- [SET TASK]: Start with the line containing "Drop a pin on the footprint" and write out each line through the end of the listing, exactly as given.

··· RECORDS

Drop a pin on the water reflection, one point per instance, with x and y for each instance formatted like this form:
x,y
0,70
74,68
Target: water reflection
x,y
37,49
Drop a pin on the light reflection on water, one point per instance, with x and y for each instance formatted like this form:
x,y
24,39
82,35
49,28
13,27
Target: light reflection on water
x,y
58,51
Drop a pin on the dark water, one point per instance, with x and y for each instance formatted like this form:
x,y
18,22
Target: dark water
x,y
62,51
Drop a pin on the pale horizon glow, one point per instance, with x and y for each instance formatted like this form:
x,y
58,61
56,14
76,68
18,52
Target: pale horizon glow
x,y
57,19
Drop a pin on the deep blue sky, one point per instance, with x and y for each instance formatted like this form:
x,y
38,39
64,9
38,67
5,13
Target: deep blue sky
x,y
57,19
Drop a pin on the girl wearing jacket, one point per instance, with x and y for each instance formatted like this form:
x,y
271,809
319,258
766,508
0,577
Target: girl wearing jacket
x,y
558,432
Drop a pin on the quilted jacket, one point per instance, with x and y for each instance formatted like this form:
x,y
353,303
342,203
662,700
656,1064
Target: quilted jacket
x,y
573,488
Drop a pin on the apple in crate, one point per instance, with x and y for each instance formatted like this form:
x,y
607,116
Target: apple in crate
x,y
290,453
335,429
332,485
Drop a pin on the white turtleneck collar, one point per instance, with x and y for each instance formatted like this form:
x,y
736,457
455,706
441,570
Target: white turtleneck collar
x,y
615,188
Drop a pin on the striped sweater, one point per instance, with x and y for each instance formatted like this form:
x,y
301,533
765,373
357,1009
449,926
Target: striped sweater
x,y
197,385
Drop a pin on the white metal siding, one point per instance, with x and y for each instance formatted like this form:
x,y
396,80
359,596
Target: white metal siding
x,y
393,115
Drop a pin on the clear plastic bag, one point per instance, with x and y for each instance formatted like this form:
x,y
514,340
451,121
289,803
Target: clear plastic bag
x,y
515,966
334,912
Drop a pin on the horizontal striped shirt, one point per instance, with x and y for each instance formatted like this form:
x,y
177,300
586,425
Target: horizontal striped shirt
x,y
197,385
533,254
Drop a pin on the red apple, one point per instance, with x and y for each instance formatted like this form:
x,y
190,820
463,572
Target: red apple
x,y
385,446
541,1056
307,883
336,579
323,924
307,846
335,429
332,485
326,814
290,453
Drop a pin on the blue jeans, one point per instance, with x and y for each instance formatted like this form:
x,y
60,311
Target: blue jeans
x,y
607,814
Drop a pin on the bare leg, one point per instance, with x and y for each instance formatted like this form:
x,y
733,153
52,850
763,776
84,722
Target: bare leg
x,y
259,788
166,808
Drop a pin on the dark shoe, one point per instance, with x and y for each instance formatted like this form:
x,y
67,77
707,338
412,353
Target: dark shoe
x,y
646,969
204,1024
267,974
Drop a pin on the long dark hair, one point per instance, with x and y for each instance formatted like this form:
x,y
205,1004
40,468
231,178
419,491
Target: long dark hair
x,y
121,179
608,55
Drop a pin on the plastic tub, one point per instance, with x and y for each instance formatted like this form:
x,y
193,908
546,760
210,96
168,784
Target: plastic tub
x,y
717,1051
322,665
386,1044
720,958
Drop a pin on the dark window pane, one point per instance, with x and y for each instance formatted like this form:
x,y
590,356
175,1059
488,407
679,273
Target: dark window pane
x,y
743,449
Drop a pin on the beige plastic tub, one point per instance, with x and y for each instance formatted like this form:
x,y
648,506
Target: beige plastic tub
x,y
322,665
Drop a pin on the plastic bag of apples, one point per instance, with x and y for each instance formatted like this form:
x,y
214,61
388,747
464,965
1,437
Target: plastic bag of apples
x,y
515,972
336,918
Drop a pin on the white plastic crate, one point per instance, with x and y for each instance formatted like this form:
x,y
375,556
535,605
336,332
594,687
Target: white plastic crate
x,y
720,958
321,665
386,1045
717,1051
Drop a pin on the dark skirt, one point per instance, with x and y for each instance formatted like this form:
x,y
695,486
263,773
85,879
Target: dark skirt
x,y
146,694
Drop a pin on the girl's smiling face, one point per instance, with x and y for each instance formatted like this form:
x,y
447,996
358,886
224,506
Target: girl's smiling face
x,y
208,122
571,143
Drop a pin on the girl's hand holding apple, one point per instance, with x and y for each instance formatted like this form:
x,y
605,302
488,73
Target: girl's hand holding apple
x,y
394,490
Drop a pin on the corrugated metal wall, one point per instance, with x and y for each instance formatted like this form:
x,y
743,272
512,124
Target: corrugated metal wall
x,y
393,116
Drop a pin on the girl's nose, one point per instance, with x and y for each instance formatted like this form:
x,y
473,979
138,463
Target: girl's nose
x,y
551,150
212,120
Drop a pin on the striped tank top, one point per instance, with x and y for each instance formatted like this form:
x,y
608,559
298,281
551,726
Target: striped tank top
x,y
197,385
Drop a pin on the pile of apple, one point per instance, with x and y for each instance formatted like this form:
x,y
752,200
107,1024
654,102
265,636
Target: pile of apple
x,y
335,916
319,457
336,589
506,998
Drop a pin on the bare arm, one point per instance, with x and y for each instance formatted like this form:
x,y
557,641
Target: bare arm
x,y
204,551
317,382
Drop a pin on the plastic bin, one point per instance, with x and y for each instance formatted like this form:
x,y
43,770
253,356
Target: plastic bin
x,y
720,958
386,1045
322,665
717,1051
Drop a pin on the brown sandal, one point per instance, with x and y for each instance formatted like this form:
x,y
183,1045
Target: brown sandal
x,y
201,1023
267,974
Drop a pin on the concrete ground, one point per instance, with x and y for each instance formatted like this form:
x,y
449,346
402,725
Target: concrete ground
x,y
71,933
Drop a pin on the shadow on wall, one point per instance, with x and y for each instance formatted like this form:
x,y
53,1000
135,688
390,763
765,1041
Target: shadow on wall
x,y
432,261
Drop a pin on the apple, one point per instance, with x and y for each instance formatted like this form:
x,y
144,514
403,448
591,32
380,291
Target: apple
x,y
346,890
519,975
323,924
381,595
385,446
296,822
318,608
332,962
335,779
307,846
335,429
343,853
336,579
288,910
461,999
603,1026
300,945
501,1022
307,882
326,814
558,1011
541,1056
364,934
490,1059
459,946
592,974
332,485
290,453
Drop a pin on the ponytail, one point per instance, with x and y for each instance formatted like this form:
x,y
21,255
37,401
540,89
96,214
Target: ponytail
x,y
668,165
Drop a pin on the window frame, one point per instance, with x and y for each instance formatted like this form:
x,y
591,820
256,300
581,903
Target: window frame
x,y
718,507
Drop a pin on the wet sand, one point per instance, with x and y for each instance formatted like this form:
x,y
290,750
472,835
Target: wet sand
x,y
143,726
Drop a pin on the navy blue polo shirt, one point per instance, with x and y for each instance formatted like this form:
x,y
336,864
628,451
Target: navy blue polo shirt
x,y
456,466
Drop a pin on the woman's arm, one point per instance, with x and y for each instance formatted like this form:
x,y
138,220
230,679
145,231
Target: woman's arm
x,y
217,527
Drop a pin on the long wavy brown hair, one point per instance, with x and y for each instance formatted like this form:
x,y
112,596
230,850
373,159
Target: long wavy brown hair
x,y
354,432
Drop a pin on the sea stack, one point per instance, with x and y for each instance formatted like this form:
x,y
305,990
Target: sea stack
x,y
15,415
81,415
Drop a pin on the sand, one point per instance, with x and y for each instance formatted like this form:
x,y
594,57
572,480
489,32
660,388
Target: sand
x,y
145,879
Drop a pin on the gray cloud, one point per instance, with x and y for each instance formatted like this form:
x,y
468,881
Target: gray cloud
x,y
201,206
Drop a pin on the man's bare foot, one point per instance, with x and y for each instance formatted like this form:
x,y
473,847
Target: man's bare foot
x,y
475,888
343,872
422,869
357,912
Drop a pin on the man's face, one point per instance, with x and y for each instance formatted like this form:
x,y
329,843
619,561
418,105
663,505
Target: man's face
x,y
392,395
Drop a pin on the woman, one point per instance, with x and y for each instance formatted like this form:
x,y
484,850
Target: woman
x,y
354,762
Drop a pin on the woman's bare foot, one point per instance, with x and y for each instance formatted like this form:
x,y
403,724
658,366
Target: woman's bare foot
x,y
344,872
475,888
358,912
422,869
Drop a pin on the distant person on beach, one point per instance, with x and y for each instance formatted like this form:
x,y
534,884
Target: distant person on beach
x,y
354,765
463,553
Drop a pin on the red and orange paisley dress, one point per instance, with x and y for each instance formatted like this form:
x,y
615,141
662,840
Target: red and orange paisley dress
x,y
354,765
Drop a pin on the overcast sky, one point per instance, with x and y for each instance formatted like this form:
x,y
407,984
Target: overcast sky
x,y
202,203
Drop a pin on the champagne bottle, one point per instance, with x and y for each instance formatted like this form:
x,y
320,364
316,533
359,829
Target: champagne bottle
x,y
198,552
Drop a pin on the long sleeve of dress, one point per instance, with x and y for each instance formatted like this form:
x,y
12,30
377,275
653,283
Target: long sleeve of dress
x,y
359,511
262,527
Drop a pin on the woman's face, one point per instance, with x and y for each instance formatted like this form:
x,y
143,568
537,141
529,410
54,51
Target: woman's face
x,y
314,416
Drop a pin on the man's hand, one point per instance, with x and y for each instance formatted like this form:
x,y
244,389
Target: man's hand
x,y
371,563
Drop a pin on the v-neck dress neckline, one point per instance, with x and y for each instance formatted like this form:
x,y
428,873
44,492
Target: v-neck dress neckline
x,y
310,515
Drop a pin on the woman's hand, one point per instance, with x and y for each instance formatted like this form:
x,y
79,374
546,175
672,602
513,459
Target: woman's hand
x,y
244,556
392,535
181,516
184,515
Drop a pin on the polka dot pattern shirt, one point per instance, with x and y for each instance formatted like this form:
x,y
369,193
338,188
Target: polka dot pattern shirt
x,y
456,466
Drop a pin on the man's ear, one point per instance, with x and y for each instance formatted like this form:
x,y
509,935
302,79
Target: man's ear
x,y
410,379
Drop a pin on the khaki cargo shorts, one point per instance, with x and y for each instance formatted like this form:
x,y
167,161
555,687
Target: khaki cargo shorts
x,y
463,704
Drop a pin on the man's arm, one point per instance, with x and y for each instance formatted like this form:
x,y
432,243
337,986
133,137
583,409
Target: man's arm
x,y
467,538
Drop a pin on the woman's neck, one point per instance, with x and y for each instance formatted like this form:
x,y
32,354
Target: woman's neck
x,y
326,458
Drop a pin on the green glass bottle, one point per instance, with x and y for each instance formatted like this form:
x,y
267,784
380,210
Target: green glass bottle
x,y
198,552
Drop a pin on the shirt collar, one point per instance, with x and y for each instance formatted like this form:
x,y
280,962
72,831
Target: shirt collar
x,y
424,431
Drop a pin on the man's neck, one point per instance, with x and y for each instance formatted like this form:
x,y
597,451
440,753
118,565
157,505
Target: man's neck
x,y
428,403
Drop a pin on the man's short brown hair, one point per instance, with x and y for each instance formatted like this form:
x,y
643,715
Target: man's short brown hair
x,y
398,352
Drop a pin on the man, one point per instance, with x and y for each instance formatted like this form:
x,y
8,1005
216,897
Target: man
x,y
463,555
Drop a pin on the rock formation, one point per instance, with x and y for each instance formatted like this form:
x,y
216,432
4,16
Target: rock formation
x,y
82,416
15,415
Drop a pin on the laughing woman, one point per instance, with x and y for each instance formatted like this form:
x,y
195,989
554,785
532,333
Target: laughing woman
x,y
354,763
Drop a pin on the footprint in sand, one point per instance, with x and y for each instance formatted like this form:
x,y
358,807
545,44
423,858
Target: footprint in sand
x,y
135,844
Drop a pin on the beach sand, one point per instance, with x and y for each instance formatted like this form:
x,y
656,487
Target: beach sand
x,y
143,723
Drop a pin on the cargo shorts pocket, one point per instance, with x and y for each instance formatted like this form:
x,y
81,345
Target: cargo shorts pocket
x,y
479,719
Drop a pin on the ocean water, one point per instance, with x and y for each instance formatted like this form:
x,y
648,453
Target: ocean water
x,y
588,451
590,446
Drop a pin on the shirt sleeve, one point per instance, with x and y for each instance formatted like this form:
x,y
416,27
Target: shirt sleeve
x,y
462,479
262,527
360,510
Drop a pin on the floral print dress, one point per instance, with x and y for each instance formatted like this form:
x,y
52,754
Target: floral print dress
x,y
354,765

······

- [TASK ANSWER]:
Drop a pin on the footprint in sand, one point per instance, with x and y for each instance formatted like this form:
x,y
358,807
545,44
423,858
Target: footprint in sand
x,y
135,844
Drop a pin on the beach sand, one point per instance, with x and y for each instance formatted like this form:
x,y
656,487
Target: beach sand
x,y
143,723
Drop a pin on the cargo shorts pocket, one point per instance, with x and y for each instance formatted like this form:
x,y
81,345
Target: cargo shorts pocket
x,y
479,719
Drop a pin on the ocean water, one point per instance, with x and y for each instance formatted like this form:
x,y
648,453
Target: ocean water
x,y
588,451
590,446
Drop a pin on the shirt sleeve, one point per instance, with x and y for each instance formatted like this form:
x,y
416,27
Target: shirt sleeve
x,y
462,479
262,527
360,510
Drop a pin on the floral print dress, one point per instance, with x and y for each instance formatted like this form:
x,y
52,754
Target: floral print dress
x,y
354,765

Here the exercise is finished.